#### Problem description:
If a line in the entries includes "brick", show that line.

#### Input for this task:

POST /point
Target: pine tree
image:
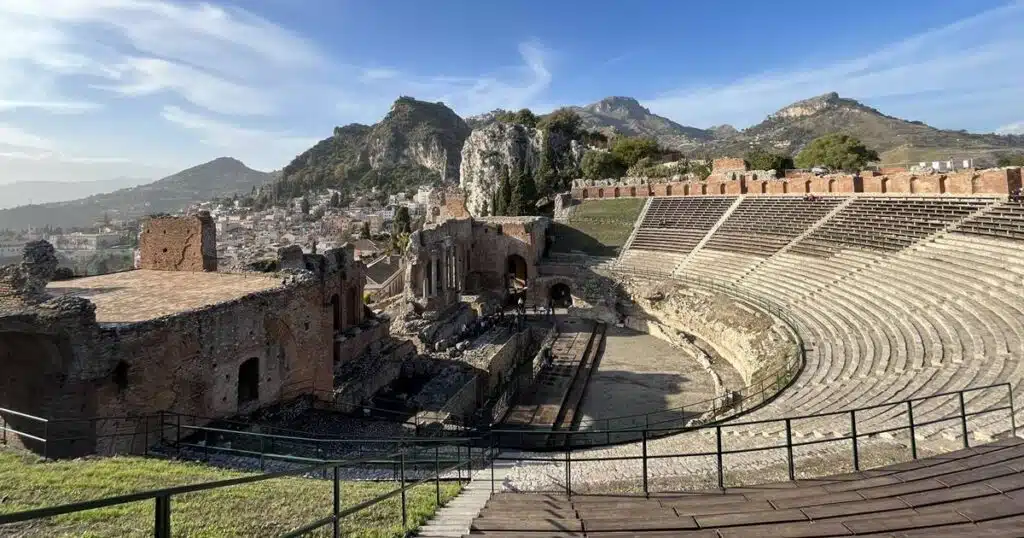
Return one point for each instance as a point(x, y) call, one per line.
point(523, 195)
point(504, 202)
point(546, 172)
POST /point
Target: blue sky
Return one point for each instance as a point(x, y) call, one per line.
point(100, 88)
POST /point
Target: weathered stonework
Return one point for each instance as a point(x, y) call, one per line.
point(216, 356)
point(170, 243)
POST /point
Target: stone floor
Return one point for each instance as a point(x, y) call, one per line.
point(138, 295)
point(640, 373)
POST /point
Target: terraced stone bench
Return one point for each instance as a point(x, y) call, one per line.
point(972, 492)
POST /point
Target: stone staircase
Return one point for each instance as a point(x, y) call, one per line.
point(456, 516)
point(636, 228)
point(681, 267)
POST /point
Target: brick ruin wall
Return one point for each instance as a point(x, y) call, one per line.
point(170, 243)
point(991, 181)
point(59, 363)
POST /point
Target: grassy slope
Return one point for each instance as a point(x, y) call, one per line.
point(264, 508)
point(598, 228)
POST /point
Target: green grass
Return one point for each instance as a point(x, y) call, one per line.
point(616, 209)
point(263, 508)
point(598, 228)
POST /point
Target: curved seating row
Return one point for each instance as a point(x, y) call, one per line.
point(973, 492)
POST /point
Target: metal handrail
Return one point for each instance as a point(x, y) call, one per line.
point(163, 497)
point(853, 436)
* * *
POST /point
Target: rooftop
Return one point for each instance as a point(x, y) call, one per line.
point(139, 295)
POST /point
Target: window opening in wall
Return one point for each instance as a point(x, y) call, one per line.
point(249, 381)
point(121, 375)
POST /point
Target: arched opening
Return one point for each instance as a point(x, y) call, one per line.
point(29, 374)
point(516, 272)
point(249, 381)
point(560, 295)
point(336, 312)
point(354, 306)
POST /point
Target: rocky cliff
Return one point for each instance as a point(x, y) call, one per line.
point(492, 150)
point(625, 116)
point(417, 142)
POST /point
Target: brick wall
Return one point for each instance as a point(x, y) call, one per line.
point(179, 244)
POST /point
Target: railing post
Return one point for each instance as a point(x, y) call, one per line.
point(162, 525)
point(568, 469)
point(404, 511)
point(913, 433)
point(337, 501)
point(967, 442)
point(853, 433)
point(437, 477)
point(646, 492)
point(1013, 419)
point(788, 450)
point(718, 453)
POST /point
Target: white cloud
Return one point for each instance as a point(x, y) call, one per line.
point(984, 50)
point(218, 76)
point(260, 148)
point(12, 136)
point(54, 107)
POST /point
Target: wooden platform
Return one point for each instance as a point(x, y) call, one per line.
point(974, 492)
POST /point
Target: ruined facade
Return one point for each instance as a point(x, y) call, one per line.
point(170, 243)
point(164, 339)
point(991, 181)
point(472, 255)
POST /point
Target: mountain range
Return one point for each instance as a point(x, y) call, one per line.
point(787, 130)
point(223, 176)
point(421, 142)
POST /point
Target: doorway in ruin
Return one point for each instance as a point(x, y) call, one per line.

#### Worked solution:
Target: brick ruin wall
Target: brick wall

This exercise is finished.